From the forum thread about the Humminbird Ice-55, reproduce word for word the passage that begins with the words containing "## vizla_32 (Jul" and ends with "for the features.".

## TEXT SHOWN
--- start ---

# Humminbird Ice-55



## vizla_32 (Jul 24, 2008)

I could buy a Humminbird Ice-55 brand new for $399. Is it worth the extra $ for the 55 vs the 35? I have heard mixed reviews about the Humminbirds but overall they seem to be good and maybe a little less expensive. What do you guys think. I've never used a flasher but hear they help ALOT. Will be fishing mostly shallow 10ft or less for walleye, yellows, and panfish.


----------



## drjongy (Oct 13, 2003)

Yeah, it's worth the extra money for the features.


----------



## Flight Cancelled (Oct 8, 2008)

its a horse a piece if you dont fish much deeper than 10 ft you wouldnt really need a 45 or 55 because they have more power than the 35 so in shallow water you will pick up more crap on your screen...also the 45 and 55 have digital and lighted depth read outs but if you not really fishing very deep that shouldnt be very handy for you...but it sounds like you wont really need any bells and whistles for the fishin you do...you can always upgrade if you want more but no sense paying for things you dont need or use


----------



## drakespanker12 (Aug 28, 2006)

I heard the only real diff. between the 55-45 is that the 55 has more colors?


----------



## Flight Cancelled (Oct 8, 2008)

yea the 55 has a 6 color display and the 45 and 35 have 3 color displays like vex and marcum


----------



## teamflightstoppersND (Feb 20, 2009)

The hummingbirds have alot of interference if you use them around other flashers. Vexilar and Marcum do not


----------



## irish (Jan 18, 2004)

I have been using an Ice 45 since they came out and have had zero problems with interferance . 
So who ever told that to you is way off .Great unit love it also have an Fl 21 and fish the ice 45 
more just my 2 cents .


----------



## JacobMHD (Jan 17, 2008)

Humminbird runs off of a different frequency than Marcum and Vexilar so interference is not an issue. It does have IR if you were to pick up some interference. I switched from Vex to Humminbird this year and so far so good. I love the larger screen and it is very user friendly. I bought the 45.


----------



## drakespanker12 (Aug 28, 2006)

i have a 55 i do have some troubles with interference in deeper water even when my buddys are fishing 10 ft away from me with there flashers, just gotta play with the noise an gain for a bit an it will go away, also what i have found is that you have to make sure the transducer is under the ice or it will create interference or noise, other than figuring those problems out my hummingbird has been great, also does well in shallow water used it this past weekend catching perch in 4 ft of water....


----------

--- end ---

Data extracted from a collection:

--- start ---

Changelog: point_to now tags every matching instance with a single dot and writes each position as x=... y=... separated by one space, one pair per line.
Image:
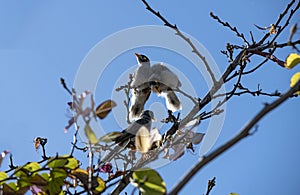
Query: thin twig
x=179 y=33
x=246 y=131
x=234 y=29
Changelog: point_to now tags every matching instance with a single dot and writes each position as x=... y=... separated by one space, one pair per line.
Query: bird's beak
x=137 y=55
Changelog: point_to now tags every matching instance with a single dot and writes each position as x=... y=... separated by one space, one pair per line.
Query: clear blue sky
x=43 y=41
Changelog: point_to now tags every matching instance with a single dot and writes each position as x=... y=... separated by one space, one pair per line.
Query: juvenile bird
x=140 y=86
x=162 y=80
x=127 y=137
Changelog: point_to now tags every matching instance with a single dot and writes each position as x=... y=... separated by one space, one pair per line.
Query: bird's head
x=142 y=59
x=148 y=114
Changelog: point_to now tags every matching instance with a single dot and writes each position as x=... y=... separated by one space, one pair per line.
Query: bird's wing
x=160 y=73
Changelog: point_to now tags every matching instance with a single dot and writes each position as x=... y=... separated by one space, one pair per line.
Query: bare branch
x=234 y=29
x=246 y=131
x=179 y=33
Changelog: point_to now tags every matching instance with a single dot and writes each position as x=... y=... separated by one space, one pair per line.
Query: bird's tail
x=172 y=101
x=138 y=101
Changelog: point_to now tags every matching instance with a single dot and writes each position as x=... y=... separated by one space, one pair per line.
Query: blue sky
x=43 y=41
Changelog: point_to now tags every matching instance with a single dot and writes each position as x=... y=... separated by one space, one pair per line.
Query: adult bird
x=140 y=86
x=127 y=136
x=162 y=80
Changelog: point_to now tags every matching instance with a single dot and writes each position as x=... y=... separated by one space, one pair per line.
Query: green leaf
x=292 y=60
x=3 y=176
x=55 y=186
x=56 y=181
x=24 y=181
x=57 y=163
x=38 y=180
x=32 y=166
x=295 y=78
x=90 y=134
x=72 y=163
x=10 y=188
x=148 y=181
x=110 y=137
x=101 y=186
x=45 y=176
x=21 y=173
x=57 y=173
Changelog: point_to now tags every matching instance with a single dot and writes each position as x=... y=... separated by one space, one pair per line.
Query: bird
x=157 y=78
x=127 y=136
x=164 y=82
x=140 y=86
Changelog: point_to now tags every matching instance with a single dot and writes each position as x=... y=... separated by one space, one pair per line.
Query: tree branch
x=243 y=134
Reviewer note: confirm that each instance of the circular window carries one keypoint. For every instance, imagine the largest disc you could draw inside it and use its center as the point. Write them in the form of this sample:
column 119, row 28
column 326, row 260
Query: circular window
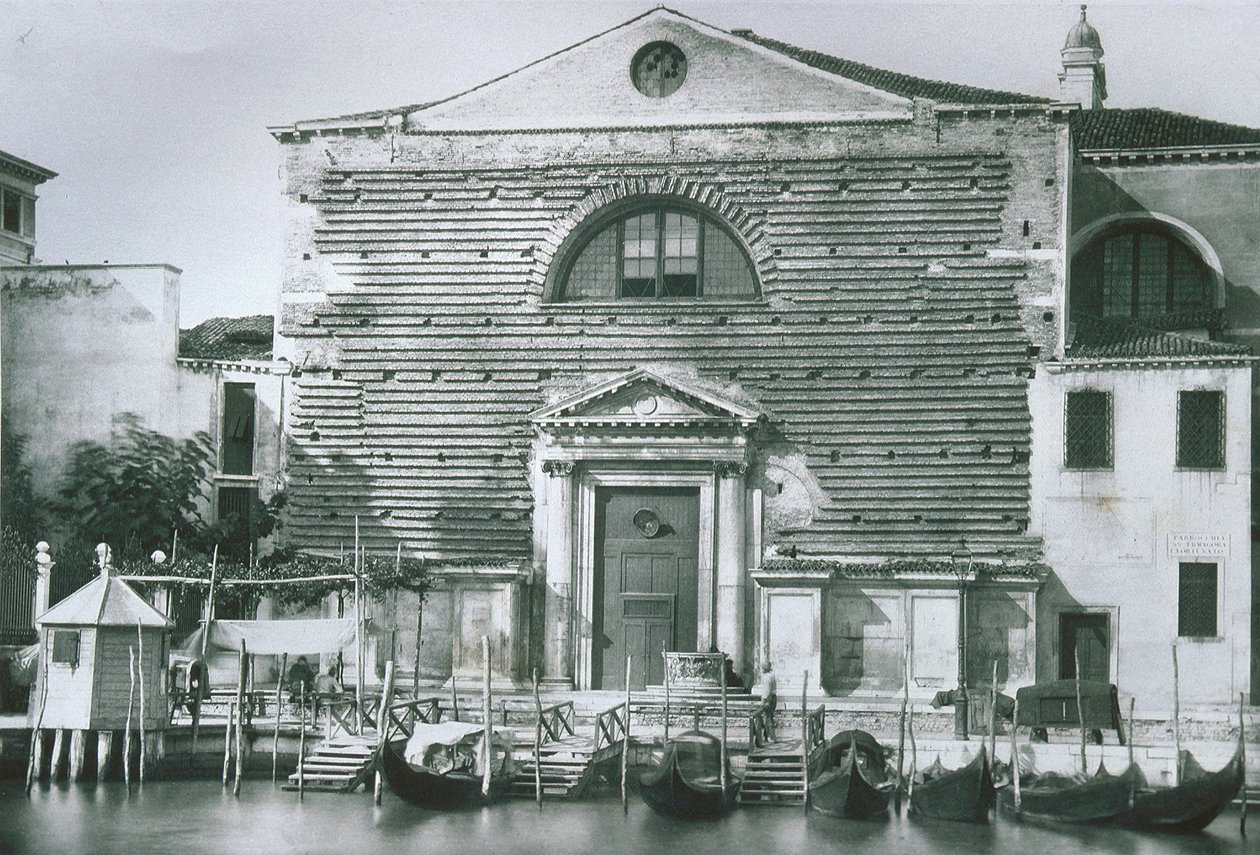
column 658, row 69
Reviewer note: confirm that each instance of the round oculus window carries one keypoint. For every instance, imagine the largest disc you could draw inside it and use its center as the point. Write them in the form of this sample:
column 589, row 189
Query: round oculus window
column 658, row 69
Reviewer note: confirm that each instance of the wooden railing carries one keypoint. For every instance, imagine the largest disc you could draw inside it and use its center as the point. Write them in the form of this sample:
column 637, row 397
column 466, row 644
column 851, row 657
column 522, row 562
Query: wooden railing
column 610, row 727
column 556, row 722
column 761, row 725
column 401, row 717
column 815, row 728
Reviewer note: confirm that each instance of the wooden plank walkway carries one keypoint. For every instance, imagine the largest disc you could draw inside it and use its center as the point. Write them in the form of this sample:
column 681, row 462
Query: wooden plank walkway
column 775, row 775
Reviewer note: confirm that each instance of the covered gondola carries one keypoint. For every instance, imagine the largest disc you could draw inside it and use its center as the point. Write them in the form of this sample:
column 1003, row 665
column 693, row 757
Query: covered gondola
column 440, row 764
column 1096, row 800
column 849, row 777
column 963, row 795
column 687, row 782
column 1191, row 805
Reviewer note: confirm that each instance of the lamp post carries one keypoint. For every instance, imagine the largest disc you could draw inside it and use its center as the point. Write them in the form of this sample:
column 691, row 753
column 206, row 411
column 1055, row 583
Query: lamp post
column 960, row 562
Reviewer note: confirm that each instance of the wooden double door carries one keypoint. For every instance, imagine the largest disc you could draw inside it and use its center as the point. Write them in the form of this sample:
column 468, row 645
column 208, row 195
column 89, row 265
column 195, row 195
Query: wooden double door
column 647, row 548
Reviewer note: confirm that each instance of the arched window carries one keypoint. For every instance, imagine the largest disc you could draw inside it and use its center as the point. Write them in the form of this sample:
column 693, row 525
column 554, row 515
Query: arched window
column 658, row 252
column 1139, row 272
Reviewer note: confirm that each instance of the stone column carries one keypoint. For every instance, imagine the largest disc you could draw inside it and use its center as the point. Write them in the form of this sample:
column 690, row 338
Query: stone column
column 558, row 593
column 730, row 529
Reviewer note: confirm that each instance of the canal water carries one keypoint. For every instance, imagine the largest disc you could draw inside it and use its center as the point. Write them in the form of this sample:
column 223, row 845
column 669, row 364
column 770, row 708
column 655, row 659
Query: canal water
column 184, row 817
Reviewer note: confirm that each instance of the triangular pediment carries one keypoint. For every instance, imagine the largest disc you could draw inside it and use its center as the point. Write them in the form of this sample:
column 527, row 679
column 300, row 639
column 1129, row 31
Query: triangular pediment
column 644, row 397
column 727, row 79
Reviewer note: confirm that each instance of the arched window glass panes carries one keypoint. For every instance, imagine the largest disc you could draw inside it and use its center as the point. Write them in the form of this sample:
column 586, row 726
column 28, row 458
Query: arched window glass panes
column 659, row 253
column 1139, row 273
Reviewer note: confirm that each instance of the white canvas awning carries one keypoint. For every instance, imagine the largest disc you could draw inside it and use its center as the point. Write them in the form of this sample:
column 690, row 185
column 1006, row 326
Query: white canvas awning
column 275, row 637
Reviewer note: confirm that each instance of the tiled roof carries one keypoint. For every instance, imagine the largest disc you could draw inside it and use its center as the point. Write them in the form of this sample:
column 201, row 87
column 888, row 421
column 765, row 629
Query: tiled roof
column 105, row 601
column 897, row 83
column 1123, row 339
column 228, row 338
column 1148, row 127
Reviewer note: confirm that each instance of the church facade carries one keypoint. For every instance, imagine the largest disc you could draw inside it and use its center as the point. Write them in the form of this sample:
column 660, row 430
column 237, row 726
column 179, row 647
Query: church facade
column 689, row 339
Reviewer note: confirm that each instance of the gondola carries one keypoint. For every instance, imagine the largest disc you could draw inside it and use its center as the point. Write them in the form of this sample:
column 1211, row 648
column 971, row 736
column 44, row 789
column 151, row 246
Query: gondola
column 447, row 773
column 849, row 777
column 963, row 795
column 688, row 781
column 1072, row 800
column 1191, row 805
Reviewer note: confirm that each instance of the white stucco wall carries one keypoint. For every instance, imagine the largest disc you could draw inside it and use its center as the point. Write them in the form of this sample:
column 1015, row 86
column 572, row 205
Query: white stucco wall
column 1109, row 534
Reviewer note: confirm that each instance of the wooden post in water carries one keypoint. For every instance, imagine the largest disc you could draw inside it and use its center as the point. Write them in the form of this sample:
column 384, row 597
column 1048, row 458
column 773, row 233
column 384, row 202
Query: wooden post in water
column 722, row 771
column 538, row 744
column 1242, row 758
column 227, row 742
column 126, row 737
column 103, row 753
column 140, row 656
column 664, row 664
column 275, row 737
column 804, row 734
column 242, row 676
column 993, row 715
column 1176, row 719
column 382, row 725
column 1014, row 754
column 58, row 754
column 486, row 718
column 625, row 743
column 37, row 736
column 901, row 736
column 77, row 754
column 1080, row 712
column 301, row 741
column 1130, row 729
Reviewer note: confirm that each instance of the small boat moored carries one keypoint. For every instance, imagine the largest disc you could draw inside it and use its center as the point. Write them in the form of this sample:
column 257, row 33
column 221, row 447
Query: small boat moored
column 687, row 783
column 963, row 795
column 851, row 778
column 440, row 764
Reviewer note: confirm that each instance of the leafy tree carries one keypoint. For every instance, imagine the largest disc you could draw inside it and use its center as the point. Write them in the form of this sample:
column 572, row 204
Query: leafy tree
column 136, row 490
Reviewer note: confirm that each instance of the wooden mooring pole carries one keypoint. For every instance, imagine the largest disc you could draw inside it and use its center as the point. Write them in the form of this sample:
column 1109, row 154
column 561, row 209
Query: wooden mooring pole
column 625, row 743
column 804, row 736
column 275, row 737
column 538, row 744
column 1080, row 712
column 301, row 741
column 140, row 656
column 1242, row 758
column 1176, row 719
column 242, row 678
column 227, row 742
column 1014, row 754
column 486, row 719
column 126, row 739
column 382, row 727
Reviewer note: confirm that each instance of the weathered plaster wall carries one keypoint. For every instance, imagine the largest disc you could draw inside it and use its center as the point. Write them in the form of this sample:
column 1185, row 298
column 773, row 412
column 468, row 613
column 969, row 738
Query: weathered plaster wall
column 1106, row 533
column 82, row 345
column 905, row 304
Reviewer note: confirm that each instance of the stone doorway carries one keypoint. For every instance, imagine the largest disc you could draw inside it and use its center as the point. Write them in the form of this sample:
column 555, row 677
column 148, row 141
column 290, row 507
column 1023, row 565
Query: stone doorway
column 647, row 581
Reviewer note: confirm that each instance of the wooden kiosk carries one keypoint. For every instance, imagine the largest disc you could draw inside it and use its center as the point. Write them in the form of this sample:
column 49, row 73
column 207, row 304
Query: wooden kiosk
column 102, row 670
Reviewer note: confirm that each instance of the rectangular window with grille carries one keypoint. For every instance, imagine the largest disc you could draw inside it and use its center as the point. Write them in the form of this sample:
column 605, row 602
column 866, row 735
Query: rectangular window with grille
column 66, row 647
column 1196, row 601
column 1201, row 430
column 1088, row 430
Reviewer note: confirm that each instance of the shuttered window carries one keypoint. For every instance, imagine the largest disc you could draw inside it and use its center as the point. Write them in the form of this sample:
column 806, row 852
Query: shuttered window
column 1201, row 430
column 1088, row 430
column 1196, row 601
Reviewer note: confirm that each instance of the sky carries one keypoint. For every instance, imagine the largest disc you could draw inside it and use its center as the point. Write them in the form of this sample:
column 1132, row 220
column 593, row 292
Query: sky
column 154, row 113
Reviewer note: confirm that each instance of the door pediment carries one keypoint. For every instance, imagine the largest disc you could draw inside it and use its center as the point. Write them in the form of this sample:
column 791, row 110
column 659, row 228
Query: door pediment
column 644, row 398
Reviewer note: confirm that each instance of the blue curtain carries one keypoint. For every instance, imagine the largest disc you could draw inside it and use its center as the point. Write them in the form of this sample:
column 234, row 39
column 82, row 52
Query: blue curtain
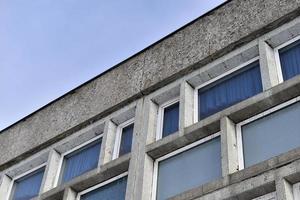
column 81, row 161
column 271, row 135
column 229, row 90
column 112, row 191
column 290, row 60
column 189, row 169
column 171, row 120
column 29, row 186
column 126, row 140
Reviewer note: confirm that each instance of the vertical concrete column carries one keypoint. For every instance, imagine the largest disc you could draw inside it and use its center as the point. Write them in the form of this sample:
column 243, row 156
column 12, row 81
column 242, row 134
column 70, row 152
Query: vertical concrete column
column 268, row 68
column 186, row 108
column 228, row 147
column 5, row 185
column 51, row 172
column 108, row 141
column 69, row 194
column 284, row 189
column 141, row 165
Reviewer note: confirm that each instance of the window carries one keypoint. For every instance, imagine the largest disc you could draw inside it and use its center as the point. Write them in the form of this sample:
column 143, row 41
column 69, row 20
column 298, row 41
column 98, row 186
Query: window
column 269, row 134
column 27, row 186
column 188, row 167
column 81, row 159
column 270, row 196
column 296, row 191
column 230, row 89
column 168, row 119
column 289, row 58
column 124, row 138
column 112, row 189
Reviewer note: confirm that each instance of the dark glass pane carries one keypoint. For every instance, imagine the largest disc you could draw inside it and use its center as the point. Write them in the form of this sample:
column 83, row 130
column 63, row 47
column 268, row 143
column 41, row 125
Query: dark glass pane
column 229, row 90
column 290, row 60
column 126, row 140
column 81, row 161
column 171, row 119
column 112, row 191
column 189, row 169
column 29, row 186
column 271, row 135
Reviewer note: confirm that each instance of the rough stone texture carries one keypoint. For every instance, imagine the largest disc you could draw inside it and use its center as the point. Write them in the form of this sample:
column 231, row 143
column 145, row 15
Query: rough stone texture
column 211, row 36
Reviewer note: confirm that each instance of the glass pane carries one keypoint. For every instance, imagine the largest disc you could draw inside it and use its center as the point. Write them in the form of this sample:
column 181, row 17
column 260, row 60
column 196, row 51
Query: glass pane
column 171, row 119
column 28, row 186
column 81, row 161
column 112, row 191
column 126, row 140
column 271, row 135
column 189, row 169
column 229, row 90
column 290, row 60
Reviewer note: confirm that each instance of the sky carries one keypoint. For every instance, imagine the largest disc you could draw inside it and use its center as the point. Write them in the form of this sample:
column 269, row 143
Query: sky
column 49, row 47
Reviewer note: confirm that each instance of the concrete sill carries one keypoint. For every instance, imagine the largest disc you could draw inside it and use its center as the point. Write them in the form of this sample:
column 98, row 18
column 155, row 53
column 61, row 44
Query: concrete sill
column 91, row 178
column 237, row 113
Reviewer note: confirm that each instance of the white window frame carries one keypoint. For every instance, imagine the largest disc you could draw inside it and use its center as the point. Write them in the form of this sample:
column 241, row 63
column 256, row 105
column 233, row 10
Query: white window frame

--- end ---

## THE COMPLETED TASK
## vizla_32 (Jul 24, 2008)

I could buy a Humminbird Ice-55 brand new for $399. Is it worth the extra $ for the 55 vs the 35? I have heard mixed reviews about the Humminbirds but overall they seem to be good and maybe a little less expensive. What do you guys think. I've never used a flasher but hear they help ALOT. Will be fishing mostly shallow 10ft or less for walleye, yellows, and panfish.


----------



## drjongy (Oct 13, 2003)

Yeah, it's worth the extra money for the features.